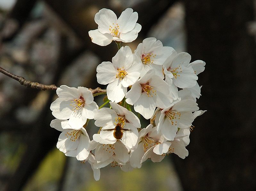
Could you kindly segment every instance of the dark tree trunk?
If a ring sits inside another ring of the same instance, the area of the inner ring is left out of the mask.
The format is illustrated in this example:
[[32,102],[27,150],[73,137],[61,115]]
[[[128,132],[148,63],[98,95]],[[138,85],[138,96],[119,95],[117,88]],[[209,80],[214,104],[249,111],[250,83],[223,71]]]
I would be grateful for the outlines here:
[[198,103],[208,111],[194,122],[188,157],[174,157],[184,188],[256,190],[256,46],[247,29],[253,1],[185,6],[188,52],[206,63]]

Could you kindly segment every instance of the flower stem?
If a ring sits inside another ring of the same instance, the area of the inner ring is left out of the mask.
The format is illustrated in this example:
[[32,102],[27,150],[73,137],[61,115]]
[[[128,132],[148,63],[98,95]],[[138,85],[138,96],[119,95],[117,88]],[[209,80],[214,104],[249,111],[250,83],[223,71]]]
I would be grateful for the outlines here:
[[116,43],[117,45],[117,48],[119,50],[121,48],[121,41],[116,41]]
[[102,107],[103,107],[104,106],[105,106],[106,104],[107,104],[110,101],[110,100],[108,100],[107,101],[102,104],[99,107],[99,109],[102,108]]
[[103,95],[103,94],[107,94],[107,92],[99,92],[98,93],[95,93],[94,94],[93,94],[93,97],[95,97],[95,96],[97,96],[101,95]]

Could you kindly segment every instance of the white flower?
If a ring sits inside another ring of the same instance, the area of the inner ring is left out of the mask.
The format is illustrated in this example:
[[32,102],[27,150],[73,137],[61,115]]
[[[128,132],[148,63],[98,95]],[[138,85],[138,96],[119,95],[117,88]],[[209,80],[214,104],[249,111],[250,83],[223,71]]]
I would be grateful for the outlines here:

==

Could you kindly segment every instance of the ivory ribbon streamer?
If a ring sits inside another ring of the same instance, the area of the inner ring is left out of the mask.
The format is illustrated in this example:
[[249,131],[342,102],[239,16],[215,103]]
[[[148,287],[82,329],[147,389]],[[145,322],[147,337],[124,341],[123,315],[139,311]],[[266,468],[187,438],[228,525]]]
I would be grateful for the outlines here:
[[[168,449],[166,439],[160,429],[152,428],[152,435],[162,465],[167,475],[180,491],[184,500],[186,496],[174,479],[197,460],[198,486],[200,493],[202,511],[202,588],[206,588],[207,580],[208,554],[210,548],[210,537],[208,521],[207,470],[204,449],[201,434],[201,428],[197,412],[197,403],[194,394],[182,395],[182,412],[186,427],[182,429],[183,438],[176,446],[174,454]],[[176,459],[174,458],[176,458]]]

### Task instructions:
Find every line in the data above that contains the word "flower", and copy each of those lines.

### Final answer:
Could you kindly segment every instance of the flower stem?
Could you kindly segment every instance of the white flower?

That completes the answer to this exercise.